→ EXERCISES
**1)** Answer these from the excerpt on the Hermes vault test, one per line:
(a) How many of the five controlled messages were eligible?
(b) How did real Hermes classify the gateway message?
(c) At how many seconds did the timer stand after the execution-mode cycle?
**2)** Please extend the excerpt on the Hermes vault test, picking up after its last sentence.

→ SELECTED EXTRACT
=== Begin Enclosure ===

The proof was the model losing the argument

Section titled “The proof was the model losing the argument”

The live end-to-end ran real Hermes against five controlled messages dropped into the real vault. Three were eligible; the to: all broadcast and the self-post were correctly excluded with zero audit rows each. The injection test never reached the model — the tripwire caught it, and a P1 injection probe fired the notify leg cleanly: Force Flow logged [r2d2] p2 (doctrine): r2d2 vault P1: possible injection ... -> ['signal', 'dashboard'].

The headline was the gateway message. “openclaw-gateway crashlooping on a Zod schema error” — and real Hermes, doing its job, classified it auto. It matched a recipe. The model believed it could fix this. The outcome was escalate_only_v1 with fired=0. Nothing ran. A second cycle re-escalated nothing — the seen-id set and the per-message cooldown held idempotency. Then R2D2_VAULT=1 went into the plist for real; the execution-mode cycle ran the vault path clean, found zero eligible messages (no genuine P* traffic exists yet), zero errors, the timer intact at 600 seconds.

=== End Enclosure ===

→ DATA
=== Begin Enclosure ===

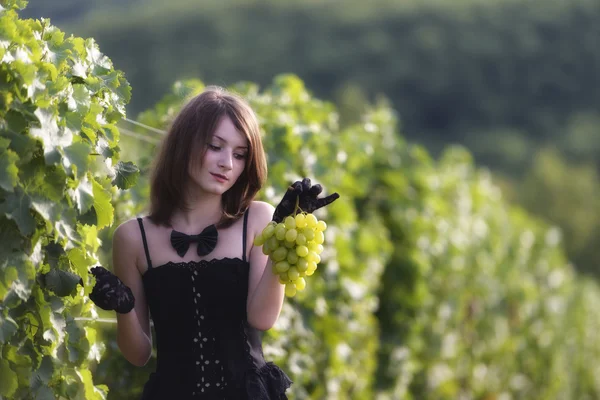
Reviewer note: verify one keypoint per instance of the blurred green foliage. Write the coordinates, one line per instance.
(504, 78)
(432, 285)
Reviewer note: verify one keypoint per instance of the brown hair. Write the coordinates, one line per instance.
(188, 135)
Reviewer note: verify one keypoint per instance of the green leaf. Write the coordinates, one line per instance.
(79, 100)
(8, 379)
(44, 393)
(83, 195)
(17, 207)
(77, 158)
(79, 260)
(102, 205)
(127, 175)
(62, 283)
(8, 327)
(43, 374)
(9, 173)
(54, 252)
(51, 135)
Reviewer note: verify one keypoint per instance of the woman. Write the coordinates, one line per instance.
(191, 265)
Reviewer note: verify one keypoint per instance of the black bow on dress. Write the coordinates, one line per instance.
(207, 241)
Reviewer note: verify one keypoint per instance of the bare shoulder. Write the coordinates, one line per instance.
(127, 233)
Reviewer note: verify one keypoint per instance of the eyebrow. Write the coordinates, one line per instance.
(225, 141)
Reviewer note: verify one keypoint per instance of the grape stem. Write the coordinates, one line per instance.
(296, 207)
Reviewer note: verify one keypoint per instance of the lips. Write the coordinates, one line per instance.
(220, 177)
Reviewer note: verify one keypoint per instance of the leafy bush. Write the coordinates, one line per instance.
(60, 99)
(432, 286)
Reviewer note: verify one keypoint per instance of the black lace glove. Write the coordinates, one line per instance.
(307, 199)
(110, 293)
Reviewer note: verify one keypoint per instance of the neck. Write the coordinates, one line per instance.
(201, 212)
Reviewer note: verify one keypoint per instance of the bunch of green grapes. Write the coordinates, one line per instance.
(294, 246)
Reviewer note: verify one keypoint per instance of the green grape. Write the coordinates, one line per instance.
(321, 226)
(291, 235)
(266, 248)
(308, 233)
(317, 248)
(281, 266)
(293, 273)
(294, 246)
(300, 284)
(311, 221)
(279, 254)
(300, 239)
(290, 289)
(300, 220)
(290, 222)
(312, 256)
(269, 230)
(272, 243)
(319, 237)
(302, 264)
(302, 251)
(280, 231)
(259, 240)
(292, 257)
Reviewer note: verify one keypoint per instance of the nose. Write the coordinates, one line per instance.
(226, 160)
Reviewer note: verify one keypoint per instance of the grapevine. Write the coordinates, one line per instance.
(294, 246)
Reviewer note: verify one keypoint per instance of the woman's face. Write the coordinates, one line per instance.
(223, 162)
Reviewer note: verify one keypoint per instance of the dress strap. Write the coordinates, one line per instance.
(145, 243)
(244, 237)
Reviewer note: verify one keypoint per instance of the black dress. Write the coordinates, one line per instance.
(205, 347)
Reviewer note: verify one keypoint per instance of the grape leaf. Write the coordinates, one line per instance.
(127, 174)
(79, 100)
(8, 327)
(77, 158)
(43, 374)
(83, 195)
(16, 207)
(8, 379)
(62, 283)
(44, 393)
(9, 173)
(51, 135)
(102, 205)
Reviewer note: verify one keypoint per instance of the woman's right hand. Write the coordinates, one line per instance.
(110, 293)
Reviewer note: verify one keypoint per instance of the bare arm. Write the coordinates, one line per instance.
(265, 293)
(133, 329)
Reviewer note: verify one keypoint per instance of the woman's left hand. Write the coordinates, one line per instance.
(307, 196)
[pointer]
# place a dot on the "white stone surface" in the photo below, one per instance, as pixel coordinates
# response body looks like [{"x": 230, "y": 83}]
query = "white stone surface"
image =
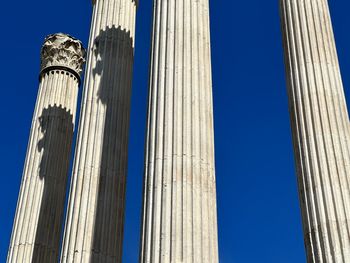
[
  {"x": 39, "y": 216},
  {"x": 179, "y": 222},
  {"x": 320, "y": 126},
  {"x": 95, "y": 218}
]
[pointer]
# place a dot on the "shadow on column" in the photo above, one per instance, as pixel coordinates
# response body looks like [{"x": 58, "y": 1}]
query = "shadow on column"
[
  {"x": 56, "y": 125},
  {"x": 114, "y": 52}
]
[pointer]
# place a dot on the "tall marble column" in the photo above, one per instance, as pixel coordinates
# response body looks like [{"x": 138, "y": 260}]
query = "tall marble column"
[
  {"x": 95, "y": 219},
  {"x": 179, "y": 222},
  {"x": 39, "y": 216},
  {"x": 320, "y": 127}
]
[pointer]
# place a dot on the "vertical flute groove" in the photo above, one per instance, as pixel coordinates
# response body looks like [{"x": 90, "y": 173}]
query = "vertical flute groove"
[
  {"x": 95, "y": 218},
  {"x": 38, "y": 221},
  {"x": 179, "y": 211},
  {"x": 320, "y": 128}
]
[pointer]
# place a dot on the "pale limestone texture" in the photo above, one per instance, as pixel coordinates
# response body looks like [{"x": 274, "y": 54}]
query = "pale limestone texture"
[
  {"x": 95, "y": 217},
  {"x": 179, "y": 221},
  {"x": 39, "y": 216},
  {"x": 320, "y": 127}
]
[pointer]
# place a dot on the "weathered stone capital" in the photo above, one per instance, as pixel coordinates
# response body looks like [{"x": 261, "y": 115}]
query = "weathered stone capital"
[{"x": 63, "y": 52}]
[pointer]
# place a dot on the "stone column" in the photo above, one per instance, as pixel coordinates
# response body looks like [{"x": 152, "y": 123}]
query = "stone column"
[
  {"x": 179, "y": 222},
  {"x": 39, "y": 216},
  {"x": 95, "y": 219},
  {"x": 320, "y": 127}
]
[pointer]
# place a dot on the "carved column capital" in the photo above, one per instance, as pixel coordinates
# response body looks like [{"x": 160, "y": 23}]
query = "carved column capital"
[{"x": 61, "y": 51}]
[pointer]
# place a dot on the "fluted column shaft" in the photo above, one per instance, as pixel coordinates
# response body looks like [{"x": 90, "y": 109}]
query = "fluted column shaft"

=== End Enclosure ===

→ ANSWERS IN ORDER
**1)**
(a) Three.
(b) Auto.
(c) 600 seconds.

**2)**
Vault priority relays one tier down — P0 becomes a Force Flow p1 iMessage, P1 a p2 signal, P2 audit-only — so the vault can never reach the P0 phone-call tier. And firing remains doubly locked: a second touch-file, r2d2-vault-autofire-armed, is required beyond the env flag, and even then only for recipes flagged vault_fireable — a low/medium, reversible, local-only sub-allowlist. v1 sets that flag on zero recipes. The gateway, mlx, codestral, and secret-leak healers are escalate-only from the vault forever.